▸ Task item A
Answer these questions from the piece below on lab fees for broken equipment, one answer per line, marked as the questions are:
(i) What laboratory fee was attached to Biological Anthropology?
(ii) What range do students' lab fees fall in?
(iii) What did the University grant students in 2019?
▸ Task item B
Reproduce a passage from the piece below on lab fees for broken equipment word for word. Begin at the words "At a minimum, GW" and stop after "an opinions writer.".

▸ Document extract
When I registered for Biological Anthropology last semester to complete my final G-PAC requirement, I was surprised to see a $50 laboratory fee tacked onto the course description. My friends studying STEM soon told me that not only do lab science classes come paired with their own hefty fees, but students also must cover the cost of any equipment that they break.
The STEM majors would frequently come back to my residence hall after their labs and laugh off the 50-cent cost to replace a test tube here or the $3.25 for a watch glass there. But then one of my friends dropped a $16 round bottom flask and bent a $125 vigreux column. Another friend knocked an erlenmeyer flask, often priced at about $3, off the table with her jacket on the last day of the lab as she was returning her equipment. “What did you break this time?” another friends’ father would ask every time she called. After all, these costs add up over time.
Much of the University’s lab equipment is fragile and made of glass, and with many students using these instruments for the first time, destruction is inevitable. Laboratories should give students hands-on experience that can supplement lecture material with trial-and-error experiments where they can learn from their mistakes. Imposing a financial penalty for every piece of broken equipment pulls the focus away from these objectives. The additional costs can be a mental toll on students under the constant risk of a mistake. Mistakes cannot be used as teaching moments if students are too afraid to make them.
Students’ lab fees that range from $50 to $85 are already expensive enough as it is, but contrasted by an endowment of more than a billion dollars, GW should have no problem paying for the occasional new vigreux column, given that all other unbroken equipment is reused from year to year. Aside from the prices posted, GW fails to provide transparency in how lab fees are spent. While the fees likely cover non-reusable lab materials like chemicals for experiments or pH paper, officials could easily allocate a surplus to replace broken equipment. Professors should release reports of their lab fee allocations so students can see how their money is spent and potentially request that the surplus covers the cost of their broken equipment.
At a minimum, GW should give students in STEM labs an accident credit to avoid overcharging them. The University has already started pushing to make campus life more affordable in recent years, granting students a $30 printing credit and 17 free loads of laundry in 2019. A similar credit for students who break equipment in their labs would continue this effort to reduce the frequent costs of campus life. They would be able to use this money to take care of some of the charges for broken equipment while still being held responsible for their instruments.
Students should be able to take science labs without wondering whether they will be able to afford their mistakes. Officials have a responsibility to ensure students can focus on what science labs are designed for – learning.
Jenna Baer, a sophomore majoring in creative writing, is an opinions writer.

▸ Information given
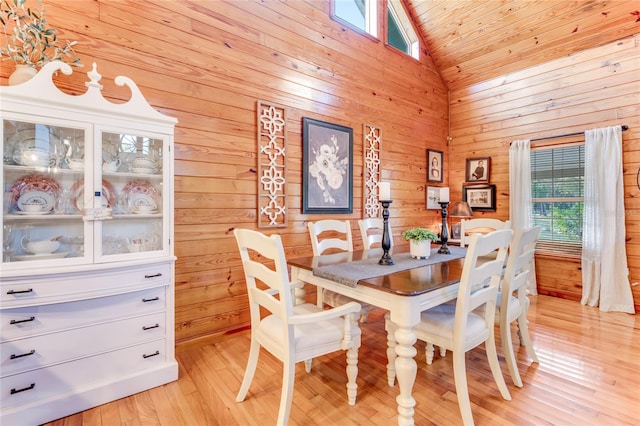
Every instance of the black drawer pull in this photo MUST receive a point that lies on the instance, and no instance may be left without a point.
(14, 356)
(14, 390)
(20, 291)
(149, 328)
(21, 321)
* * *
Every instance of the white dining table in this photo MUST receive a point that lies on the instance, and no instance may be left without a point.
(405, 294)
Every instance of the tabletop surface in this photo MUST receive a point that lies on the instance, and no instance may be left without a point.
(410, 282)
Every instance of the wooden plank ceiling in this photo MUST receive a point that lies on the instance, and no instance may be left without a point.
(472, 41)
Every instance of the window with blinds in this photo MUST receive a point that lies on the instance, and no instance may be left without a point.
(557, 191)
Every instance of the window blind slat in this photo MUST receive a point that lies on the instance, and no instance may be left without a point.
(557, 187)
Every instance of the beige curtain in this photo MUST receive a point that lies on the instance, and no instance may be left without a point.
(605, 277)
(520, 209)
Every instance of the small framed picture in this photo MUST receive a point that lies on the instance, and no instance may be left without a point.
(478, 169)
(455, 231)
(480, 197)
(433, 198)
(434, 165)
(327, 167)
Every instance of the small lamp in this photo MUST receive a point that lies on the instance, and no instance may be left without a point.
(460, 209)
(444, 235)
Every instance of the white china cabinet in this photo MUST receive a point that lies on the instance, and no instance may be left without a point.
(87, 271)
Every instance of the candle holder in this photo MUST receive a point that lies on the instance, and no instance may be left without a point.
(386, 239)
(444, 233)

▸ Expected output A
(i) A $50 laboratory fee.
(ii) From $50 to $85.
(iii) A $30 printing credit and 17 free loads of laundry.

▸ Expected output B
At a minimum, GW should give students in STEM labs an accident credit to avoid overcharging them. The University has already started pushing to make campus life more affordable in recent years, granting students a $30 printing credit and 17 free loads of laundry in 2019. A similar credit for students who break equipment in their labs would continue this effort to reduce the frequent costs of campus life. They would be able to use this money to take care of some of the charges for broken equipment while still being held responsible for their instruments.
Students should be able to take science labs without wondering whether they will be able to afford their mistakes. Officials have a responsibility to ensure students can focus on what science labs are designed for – learning.
Jenna Baer, a sophomore majoring in creative writing, is an opinions writer.